··· Supplied records

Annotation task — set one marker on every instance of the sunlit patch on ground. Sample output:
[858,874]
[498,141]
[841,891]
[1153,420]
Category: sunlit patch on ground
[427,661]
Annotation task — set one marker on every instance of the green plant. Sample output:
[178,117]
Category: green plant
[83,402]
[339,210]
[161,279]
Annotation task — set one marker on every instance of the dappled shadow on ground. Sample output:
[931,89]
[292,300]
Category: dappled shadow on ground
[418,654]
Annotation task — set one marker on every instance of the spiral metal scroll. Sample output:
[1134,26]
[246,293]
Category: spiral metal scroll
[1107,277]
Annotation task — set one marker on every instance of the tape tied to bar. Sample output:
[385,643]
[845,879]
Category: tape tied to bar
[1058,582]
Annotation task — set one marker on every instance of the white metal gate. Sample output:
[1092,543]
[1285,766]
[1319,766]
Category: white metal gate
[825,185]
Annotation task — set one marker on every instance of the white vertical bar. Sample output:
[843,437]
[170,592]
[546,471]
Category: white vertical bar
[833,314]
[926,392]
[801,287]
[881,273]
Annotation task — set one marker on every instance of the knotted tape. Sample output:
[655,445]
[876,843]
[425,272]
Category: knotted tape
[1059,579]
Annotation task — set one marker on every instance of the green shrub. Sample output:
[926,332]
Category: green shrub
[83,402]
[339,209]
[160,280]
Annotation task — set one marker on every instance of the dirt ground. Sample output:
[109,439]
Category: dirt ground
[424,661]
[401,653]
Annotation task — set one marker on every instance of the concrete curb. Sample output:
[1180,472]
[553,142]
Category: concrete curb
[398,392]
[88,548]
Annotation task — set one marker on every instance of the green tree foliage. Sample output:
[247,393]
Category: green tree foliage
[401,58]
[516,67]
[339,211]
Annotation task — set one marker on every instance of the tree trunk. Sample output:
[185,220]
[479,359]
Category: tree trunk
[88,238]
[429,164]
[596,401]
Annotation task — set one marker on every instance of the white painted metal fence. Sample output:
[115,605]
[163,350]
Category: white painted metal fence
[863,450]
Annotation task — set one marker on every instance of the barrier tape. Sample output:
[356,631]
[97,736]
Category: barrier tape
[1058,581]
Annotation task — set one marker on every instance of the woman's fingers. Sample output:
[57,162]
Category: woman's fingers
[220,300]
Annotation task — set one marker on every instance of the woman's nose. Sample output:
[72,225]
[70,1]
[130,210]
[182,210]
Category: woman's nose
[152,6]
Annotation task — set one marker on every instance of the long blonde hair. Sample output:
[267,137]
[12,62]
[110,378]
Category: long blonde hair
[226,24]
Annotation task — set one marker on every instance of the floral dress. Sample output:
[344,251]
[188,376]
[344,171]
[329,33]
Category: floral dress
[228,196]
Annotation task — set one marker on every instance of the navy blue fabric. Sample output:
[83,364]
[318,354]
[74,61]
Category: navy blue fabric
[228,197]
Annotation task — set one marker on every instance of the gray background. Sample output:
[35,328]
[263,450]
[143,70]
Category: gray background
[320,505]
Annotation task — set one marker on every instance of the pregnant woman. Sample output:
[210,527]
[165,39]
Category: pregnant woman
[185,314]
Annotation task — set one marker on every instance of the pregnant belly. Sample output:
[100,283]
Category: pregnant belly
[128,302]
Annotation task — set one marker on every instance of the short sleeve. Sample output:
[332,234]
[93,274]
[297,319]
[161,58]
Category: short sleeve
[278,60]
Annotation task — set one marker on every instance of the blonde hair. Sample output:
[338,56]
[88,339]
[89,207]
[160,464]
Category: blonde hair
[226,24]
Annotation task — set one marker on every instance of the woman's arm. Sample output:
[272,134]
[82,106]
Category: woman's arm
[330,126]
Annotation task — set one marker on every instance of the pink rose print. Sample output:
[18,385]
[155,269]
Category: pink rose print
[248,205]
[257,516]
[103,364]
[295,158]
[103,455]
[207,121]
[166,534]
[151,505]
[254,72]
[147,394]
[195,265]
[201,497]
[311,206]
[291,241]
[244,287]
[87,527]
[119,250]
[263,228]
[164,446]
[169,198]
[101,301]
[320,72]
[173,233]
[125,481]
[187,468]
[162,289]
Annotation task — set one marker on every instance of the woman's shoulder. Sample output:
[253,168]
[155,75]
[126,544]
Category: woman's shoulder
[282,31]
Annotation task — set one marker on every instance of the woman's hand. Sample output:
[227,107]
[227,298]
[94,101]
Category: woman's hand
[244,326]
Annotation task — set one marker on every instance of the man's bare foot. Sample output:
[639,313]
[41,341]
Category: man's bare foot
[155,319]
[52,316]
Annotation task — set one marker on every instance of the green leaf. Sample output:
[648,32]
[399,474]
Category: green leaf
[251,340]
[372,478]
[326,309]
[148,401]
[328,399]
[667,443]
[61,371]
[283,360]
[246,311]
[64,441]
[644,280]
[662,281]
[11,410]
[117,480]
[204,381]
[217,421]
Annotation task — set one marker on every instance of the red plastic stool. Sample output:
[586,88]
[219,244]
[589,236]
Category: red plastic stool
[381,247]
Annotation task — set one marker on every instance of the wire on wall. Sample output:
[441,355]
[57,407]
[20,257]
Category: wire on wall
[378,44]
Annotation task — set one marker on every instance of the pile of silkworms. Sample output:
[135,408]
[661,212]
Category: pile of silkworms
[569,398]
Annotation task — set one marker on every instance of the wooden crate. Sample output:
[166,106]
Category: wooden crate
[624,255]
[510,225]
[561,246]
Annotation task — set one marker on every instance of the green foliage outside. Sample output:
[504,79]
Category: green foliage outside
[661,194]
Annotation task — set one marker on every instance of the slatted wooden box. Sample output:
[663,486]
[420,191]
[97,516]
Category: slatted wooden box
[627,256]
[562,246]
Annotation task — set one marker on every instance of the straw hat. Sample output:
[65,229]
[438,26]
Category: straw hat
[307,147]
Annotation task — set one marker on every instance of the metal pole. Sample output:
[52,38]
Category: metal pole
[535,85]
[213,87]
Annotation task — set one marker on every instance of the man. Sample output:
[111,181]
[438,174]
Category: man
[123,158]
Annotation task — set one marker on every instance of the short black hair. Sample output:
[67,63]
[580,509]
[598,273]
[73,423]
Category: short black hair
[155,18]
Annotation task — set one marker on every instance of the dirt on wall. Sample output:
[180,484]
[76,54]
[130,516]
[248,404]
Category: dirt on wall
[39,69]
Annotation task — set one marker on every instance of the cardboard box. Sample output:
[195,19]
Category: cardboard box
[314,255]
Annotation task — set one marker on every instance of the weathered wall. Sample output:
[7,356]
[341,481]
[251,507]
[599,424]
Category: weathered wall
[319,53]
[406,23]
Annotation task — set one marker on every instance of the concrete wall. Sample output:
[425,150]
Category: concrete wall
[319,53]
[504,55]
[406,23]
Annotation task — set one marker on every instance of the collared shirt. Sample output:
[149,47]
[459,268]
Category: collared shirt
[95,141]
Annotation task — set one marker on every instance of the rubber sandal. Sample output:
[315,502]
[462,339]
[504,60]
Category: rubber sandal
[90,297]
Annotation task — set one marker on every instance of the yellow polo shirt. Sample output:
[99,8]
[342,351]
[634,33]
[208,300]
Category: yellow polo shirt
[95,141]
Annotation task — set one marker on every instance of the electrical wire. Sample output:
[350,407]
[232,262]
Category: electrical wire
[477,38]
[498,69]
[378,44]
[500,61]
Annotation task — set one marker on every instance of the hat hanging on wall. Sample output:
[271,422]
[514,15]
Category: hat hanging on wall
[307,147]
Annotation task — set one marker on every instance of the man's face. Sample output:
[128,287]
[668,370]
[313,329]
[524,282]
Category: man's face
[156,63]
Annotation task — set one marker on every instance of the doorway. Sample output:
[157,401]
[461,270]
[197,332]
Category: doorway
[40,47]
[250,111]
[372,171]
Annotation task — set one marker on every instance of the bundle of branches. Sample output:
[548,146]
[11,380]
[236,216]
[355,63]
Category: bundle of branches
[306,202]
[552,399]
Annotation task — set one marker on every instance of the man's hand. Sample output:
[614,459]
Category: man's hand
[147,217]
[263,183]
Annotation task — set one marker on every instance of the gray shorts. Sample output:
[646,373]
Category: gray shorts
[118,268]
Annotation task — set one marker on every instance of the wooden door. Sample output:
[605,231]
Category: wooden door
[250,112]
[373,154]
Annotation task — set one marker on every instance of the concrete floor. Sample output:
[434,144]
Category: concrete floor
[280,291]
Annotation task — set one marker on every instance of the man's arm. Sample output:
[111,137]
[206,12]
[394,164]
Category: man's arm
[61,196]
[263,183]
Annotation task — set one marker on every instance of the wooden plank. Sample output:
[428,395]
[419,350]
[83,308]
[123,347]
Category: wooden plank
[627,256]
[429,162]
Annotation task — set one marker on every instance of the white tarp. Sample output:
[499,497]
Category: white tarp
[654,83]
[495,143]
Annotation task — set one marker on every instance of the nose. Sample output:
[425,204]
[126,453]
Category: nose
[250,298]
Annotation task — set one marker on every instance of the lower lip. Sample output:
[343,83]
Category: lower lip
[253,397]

······

§ **What is being asked**
Keep only the lines from the one containing "the hat hanging" to the end of the entries, and repeat them exactly.

§ **Response to this exercise**
Annotation task — set one marker on every instance of the hat hanging on wall. Sample output:
[271,422]
[514,15]
Category: hat hanging on wall
[307,147]
Annotation task — set one marker on every instance of the man's face. Sample output:
[128,287]
[668,370]
[313,329]
[524,282]
Category: man's face
[156,63]
Annotation task — set one marker on every instance of the doorway. Sample output:
[157,401]
[461,270]
[197,332]
Category: doorway
[40,47]
[250,111]
[372,171]
Annotation task — set one marker on every instance of the bundle of branches. Sample output:
[548,146]
[11,380]
[236,216]
[355,63]
Category: bundle of branches
[306,202]
[552,399]
Annotation task — set one marker on every instance of the man's hand. Sample output:
[614,459]
Category: man's hand
[147,217]
[263,183]
Annotation task — set one marker on every instance of the gray shorts. Sample output:
[646,373]
Category: gray shorts
[118,268]
Annotation task — set one marker on every instance of the wooden door. Sample output:
[605,231]
Category: wooden door
[250,112]
[373,154]
Annotation task — set one marker on every instance of the concrete floor. Sample output:
[434,144]
Category: concrete floor
[280,291]
Annotation task — set one marker on every instance of the man's arm. Sample output:
[111,137]
[206,12]
[394,164]
Category: man's arm
[61,196]
[263,183]
Annotation task — set one marker on every instance of the wooden plank. Sample output:
[428,395]
[419,350]
[83,308]
[123,347]
Category: wooden plank
[627,256]
[429,162]
Annotation task — set one marker on every instance of the white tarp. Sample output:
[499,497]
Category: white tarp
[654,83]
[495,143]
Annotation task — set one marker on every instance of the nose. Sample output:
[425,204]
[126,453]
Category: nose
[250,298]
Annotation task — set one marker on every instance of the lower lip. Sample output:
[343,83]
Category: lower lip
[253,397]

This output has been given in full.